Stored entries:

%%

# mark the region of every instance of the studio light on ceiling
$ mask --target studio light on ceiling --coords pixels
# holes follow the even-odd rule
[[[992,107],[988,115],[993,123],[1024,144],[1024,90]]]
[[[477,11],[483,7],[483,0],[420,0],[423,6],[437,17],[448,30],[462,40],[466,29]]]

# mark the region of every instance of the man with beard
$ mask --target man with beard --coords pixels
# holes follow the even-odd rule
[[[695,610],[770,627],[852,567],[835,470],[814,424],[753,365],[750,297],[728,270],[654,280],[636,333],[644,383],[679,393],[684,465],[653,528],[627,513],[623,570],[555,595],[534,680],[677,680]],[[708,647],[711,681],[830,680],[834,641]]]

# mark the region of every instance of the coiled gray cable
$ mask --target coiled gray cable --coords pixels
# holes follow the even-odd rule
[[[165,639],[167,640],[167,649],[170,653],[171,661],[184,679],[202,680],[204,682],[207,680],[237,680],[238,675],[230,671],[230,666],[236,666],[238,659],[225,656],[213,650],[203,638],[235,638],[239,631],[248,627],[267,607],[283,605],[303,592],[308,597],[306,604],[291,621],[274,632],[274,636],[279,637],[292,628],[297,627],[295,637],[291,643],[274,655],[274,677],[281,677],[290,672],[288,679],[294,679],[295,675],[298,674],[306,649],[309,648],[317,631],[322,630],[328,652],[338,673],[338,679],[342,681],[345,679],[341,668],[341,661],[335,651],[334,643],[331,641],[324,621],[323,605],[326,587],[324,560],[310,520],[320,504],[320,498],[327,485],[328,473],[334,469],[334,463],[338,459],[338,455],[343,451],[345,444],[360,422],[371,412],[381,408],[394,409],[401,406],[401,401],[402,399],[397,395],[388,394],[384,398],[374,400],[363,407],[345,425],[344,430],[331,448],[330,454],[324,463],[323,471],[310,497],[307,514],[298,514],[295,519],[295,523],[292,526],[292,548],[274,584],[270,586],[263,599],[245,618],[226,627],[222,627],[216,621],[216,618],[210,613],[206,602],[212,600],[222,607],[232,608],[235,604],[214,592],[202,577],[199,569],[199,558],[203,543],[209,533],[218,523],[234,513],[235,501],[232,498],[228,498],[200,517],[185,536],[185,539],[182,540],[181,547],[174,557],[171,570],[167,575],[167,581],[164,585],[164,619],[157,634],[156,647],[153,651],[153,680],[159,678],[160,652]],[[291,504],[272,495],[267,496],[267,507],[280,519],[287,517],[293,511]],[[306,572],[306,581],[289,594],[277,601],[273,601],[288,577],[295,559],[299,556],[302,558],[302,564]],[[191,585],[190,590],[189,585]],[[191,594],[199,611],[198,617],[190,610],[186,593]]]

%%

What is needed is an exact transcription of all the data.

# mark the region of every instance of the studio light on ceiling
$ mask --target studio light on ceiling --coords pixels
# holes follow the even-odd rule
[[[992,107],[988,115],[993,123],[1024,144],[1024,90]]]
[[[477,11],[483,7],[483,0],[420,0],[423,6],[437,17],[448,30],[462,40],[466,29]]]

# mark the region of every instance of the man with beard
$ mask --target man with beard --coords pixels
# holes follow the even-odd rule
[[[695,610],[770,627],[852,567],[835,470],[814,424],[753,365],[750,297],[728,270],[654,280],[636,333],[644,383],[679,393],[684,465],[653,528],[627,513],[623,570],[555,595],[534,680],[677,680]],[[708,647],[711,681],[830,680],[834,641]]]

# mark the region of every instance of the coiled gray cable
$ mask --target coiled gray cable --coords pixels
# holes follow the even-odd rule
[[[165,639],[167,640],[167,649],[170,653],[171,661],[184,679],[202,680],[204,682],[207,680],[237,680],[238,675],[230,671],[230,666],[236,666],[238,659],[225,656],[213,650],[203,638],[235,638],[239,631],[248,627],[267,607],[283,605],[303,592],[308,597],[306,604],[291,621],[274,632],[274,636],[279,637],[292,628],[297,627],[295,637],[291,643],[274,655],[274,677],[281,677],[290,672],[288,679],[294,679],[295,675],[298,674],[306,649],[309,648],[317,631],[322,630],[328,652],[338,673],[338,679],[342,681],[345,679],[341,668],[341,661],[335,651],[334,643],[331,641],[324,621],[323,605],[326,587],[324,560],[310,520],[320,504],[320,498],[327,485],[328,473],[334,469],[334,463],[338,459],[338,455],[343,451],[345,444],[360,422],[371,412],[381,408],[394,409],[401,406],[401,401],[402,399],[397,395],[388,394],[384,398],[374,400],[363,407],[345,425],[344,430],[331,448],[330,454],[324,463],[323,471],[310,497],[307,514],[298,514],[295,519],[295,523],[292,526],[292,548],[274,584],[270,586],[263,599],[245,618],[226,627],[222,627],[216,621],[216,618],[210,613],[206,602],[212,600],[222,607],[232,608],[235,604],[214,592],[202,577],[199,569],[199,558],[203,543],[209,533],[218,523],[234,513],[235,501],[232,498],[228,498],[200,517],[185,536],[185,539],[182,540],[181,547],[174,557],[171,570],[167,575],[167,581],[164,585],[164,619],[157,634],[156,647],[153,651],[153,680],[159,678],[160,652]],[[291,504],[272,495],[267,496],[267,507],[280,519],[287,517],[293,511]],[[306,572],[306,581],[289,594],[277,601],[273,601],[288,577],[295,559],[299,556],[302,558],[302,564]],[[191,585],[190,590],[189,585]],[[191,594],[199,611],[198,617],[190,610],[186,593]]]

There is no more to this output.